Schreiben Sie den folgenden Text über Augenveränderungen bei Diabetes mellitus im Anschluss an seinen letzten Satz weiter.

[Extrahierter Text]:
▼

Bei Diabetes mellitus besteht ein absoluter oder relativer Insulinmangel. Die Folgen sind vor allem Störungen im Kohlehydratstoffwechsel, aber auch im Fett- und Eiweißstoffwechsel. Man schätzt die Zahl der Erkrankungen heute auf 3-5% der Bevölkerung. Dabei ist die Anzahl der unentdeckten Diabetiker noch nicht mit berücksichtigt. Mögliche Augenveränderungen bei Diabetes mellitus können sein:
Lider: Xanthelasmen, Ptosis
Bindehaut: Mikroaneurysmen,Weitung der Venen
Hornhaut: Wundheilungsstörungen, verminderte Sensibilität, rezidivierende Erosio
Iris: Rubeosisiritis, Neovaskularisationsglaukom
Linse: Refraktionsschwankungen, Katarakt
Ziliarkörper: Ausfall der Nahakkommodation
Netzhaut: diabetische Retinopathie, Netzhautablösung
Glaskörper: Glaskörperblutungen
Glaukom: Neovaskularisationsglaukom
Kennzeichen einer Diabetischen Retinopathie sind pathologische Veränderungen der kleineren Blutgefäße (diabetischer Mikroangiopathie) und der Nerven (diabetische Neuropathie). Zu Beginn bleibt die Erkrankung meist völlig unbemerkt. Weder Sehstörungen noch andere Beschwerden treten auf. Typischerweise bemerken Diabetiker die Netzhautschädigung erst spät. Dann kann es sein, dass man nur noch verschwommen und unscharf sieht. Kommt es zu Einblutungen in den Glaskörper des Auges, können Betroffene schwarze Punkte im Gesichtsfeld wahrnehmen (mouches volantes). Wenn sich die Netzhaut plötzlich von ihrer Unterlage ablöst, kann das zu Lichtblitzen und Rußregen führen. Dieser Rußregen senkt oder hebt sich wie ein „Vorhang“. Ist der Teil der sensorischen Netzhaut betroffen, auf dem sich die Makula befindet, ist dies ein Notfall am Auge! Die Netzhautablösung muss sofort operativ behandelt werden, sonst droht die Erblindung. Regelmäßige Vorsorgeuntersuchungen durch einen Ophthalmologen oder Optometristen sind wichtige begleitende Maßnahmen.

▲

[Angezeigte Informationen]:
▼

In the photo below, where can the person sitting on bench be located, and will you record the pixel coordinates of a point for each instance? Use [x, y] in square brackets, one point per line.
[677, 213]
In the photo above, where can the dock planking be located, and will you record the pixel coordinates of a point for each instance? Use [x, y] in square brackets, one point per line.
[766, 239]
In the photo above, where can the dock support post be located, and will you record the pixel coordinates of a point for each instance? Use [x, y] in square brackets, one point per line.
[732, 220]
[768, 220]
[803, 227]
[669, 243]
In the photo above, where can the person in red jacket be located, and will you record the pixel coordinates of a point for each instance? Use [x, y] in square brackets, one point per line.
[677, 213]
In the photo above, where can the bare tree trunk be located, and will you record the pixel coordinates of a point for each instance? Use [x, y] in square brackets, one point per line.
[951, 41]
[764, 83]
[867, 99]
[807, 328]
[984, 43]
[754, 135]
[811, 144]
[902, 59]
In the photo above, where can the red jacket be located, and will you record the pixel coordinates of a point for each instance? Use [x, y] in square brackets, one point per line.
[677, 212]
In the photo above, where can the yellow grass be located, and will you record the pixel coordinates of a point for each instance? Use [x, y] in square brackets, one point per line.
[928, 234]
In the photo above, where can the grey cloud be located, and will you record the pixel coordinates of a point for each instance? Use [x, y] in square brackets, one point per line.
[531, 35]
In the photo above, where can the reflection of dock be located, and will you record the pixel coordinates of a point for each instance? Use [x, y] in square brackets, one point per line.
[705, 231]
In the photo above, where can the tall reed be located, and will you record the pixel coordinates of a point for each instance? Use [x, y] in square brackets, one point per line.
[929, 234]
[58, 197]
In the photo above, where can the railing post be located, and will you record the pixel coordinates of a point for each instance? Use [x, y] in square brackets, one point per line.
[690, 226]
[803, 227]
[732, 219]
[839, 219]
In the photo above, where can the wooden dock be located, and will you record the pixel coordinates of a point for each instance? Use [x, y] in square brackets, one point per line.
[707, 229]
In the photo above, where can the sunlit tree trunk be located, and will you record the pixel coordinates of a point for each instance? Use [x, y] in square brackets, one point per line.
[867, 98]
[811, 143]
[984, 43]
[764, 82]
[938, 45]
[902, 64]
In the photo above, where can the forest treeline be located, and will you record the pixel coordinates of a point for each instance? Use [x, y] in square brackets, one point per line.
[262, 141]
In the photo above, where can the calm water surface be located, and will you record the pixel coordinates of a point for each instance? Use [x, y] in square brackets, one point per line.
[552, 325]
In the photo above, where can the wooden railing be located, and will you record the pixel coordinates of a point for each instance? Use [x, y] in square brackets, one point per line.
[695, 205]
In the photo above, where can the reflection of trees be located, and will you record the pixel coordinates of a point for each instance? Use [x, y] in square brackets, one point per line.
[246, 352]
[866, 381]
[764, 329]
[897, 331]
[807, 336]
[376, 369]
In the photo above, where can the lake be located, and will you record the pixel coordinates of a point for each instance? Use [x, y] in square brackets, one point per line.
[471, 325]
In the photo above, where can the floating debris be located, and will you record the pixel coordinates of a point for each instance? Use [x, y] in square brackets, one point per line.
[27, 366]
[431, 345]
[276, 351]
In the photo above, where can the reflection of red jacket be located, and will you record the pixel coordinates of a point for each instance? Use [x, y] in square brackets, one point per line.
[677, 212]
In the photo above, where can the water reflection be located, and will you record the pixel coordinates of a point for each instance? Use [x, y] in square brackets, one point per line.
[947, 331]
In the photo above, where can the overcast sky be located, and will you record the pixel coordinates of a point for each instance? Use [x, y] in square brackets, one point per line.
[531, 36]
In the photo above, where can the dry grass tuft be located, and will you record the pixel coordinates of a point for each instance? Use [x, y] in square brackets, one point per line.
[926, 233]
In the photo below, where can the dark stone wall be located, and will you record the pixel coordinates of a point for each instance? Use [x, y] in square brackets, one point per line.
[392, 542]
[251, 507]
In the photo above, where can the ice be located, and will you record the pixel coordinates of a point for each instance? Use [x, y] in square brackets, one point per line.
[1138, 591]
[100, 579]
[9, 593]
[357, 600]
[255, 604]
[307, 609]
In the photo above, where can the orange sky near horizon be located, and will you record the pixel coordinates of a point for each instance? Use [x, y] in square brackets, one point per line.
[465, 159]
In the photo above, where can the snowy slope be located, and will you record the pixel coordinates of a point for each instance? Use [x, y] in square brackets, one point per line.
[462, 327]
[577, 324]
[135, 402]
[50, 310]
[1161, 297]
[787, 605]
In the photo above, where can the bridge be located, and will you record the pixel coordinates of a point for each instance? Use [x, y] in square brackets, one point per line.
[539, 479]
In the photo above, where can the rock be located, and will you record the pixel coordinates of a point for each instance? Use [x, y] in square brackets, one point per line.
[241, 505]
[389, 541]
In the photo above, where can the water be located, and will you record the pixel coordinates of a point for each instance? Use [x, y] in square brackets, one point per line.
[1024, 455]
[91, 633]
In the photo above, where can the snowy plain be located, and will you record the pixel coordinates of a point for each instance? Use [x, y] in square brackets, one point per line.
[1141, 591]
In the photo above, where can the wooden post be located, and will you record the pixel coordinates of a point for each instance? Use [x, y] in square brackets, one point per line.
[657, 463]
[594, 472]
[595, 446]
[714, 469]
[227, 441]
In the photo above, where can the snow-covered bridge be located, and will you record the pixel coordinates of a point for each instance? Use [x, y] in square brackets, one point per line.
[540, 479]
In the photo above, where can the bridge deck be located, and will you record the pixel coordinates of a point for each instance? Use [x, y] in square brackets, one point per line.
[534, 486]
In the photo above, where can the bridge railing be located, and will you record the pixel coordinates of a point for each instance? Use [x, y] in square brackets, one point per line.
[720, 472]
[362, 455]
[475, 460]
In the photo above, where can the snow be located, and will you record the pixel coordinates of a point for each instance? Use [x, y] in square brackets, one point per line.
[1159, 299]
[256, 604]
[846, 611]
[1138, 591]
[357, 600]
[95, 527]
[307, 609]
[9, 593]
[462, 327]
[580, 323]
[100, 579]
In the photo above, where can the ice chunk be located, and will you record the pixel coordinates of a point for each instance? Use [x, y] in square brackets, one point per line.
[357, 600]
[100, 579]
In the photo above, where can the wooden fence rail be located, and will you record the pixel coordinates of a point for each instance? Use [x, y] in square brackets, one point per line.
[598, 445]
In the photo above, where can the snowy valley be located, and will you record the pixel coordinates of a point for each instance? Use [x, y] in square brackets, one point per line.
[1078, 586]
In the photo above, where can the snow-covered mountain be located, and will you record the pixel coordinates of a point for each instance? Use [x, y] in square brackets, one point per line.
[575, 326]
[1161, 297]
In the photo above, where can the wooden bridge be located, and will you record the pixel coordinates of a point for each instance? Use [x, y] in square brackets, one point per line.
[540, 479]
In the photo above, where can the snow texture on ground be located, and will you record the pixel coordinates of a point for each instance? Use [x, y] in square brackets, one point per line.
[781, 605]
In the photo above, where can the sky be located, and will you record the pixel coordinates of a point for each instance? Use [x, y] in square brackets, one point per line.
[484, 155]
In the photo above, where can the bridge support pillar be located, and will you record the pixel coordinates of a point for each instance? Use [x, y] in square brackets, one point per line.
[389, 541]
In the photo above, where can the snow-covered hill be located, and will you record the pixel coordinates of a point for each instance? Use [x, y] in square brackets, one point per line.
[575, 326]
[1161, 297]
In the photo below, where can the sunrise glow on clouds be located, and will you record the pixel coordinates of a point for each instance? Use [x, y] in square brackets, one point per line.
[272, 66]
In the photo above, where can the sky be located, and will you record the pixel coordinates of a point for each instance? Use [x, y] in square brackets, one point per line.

▲

[Antwort]:
Häufig wird die Verdachtsdiagnose durch Veränderungen am Auge festgestellt. Liegt eine familiäre Belastung vor, ist die Wahrscheinlichkeit an Diabetes mellitus zu erkranken erhöht. Je ausgeprägter das Stadium der diabetischen Retinopathie ist, umso häufiger kommt es während der Schwangerschaft zu einer Verschlechterung der Retinopathie. Empfehlungen für Diabetikerinnen:
– möglichst frühe Schwangerschaft, wenn noch keine oder milde Retinopathie vorhanden ist
– optimale Blutzuckereinstellung während der gesamten Schwangerschaft
– ophthalmologische Basisuntersuchung zu Beginn der Schwangerschaft, Kontrolle pro Trimester bei schwerer Retinopathie jeden Monat
– frühzeitige Koagulation bei proliferativer Retinopathie
Bild 3: Fortgeschrittene diabetische Retinopathie
Toxoplasmose
Eine weitere, gefürchtete Situation kann bei der Toxoplasmose eintreten. Diese Infektion ist eine durch den Einzeller Toxoplasma gondii übertragene Erkrankung, die in der Regel einen harmlosen Verlauf nimmt. Häufig läuft die Krankheit auch ohne erkennbare klinische Symptome ab. Toxoplasma kommt in Geweben zahlreicher warmblütiger Tiere vor, wobei als wichtigster Überträger für den Menschen die Katze gilt.
Eine pränatale Toxoplasmose liegt vor, wenn eine Schwangere erstmalig während der Schwangerschaft an der Toxoplasmose erkrankt. Infektionen in der Frühphase der Schwangerschaft nehmen einendeutlich schwereren Verlauf als in der Spätphase der Schwangerschaft. Man geht von ungefähr drei Fällen einer pränatalen Toxoplasmose auf 1.000 Lebendgeburten aus. Zu den Komplikationen, die hier auftreten können, zählen neben der Totgeburt auch ein Wasserkopf (Hydrozephalus), Verkalkungen im Gehirn und Schädigungen der Augen. Wird ein Kind mit pränataler Toxoplasmose klinisch gesund geboren, so können auch nach Jahren noch Augenschäden bis hin zur Erblindung auftreten.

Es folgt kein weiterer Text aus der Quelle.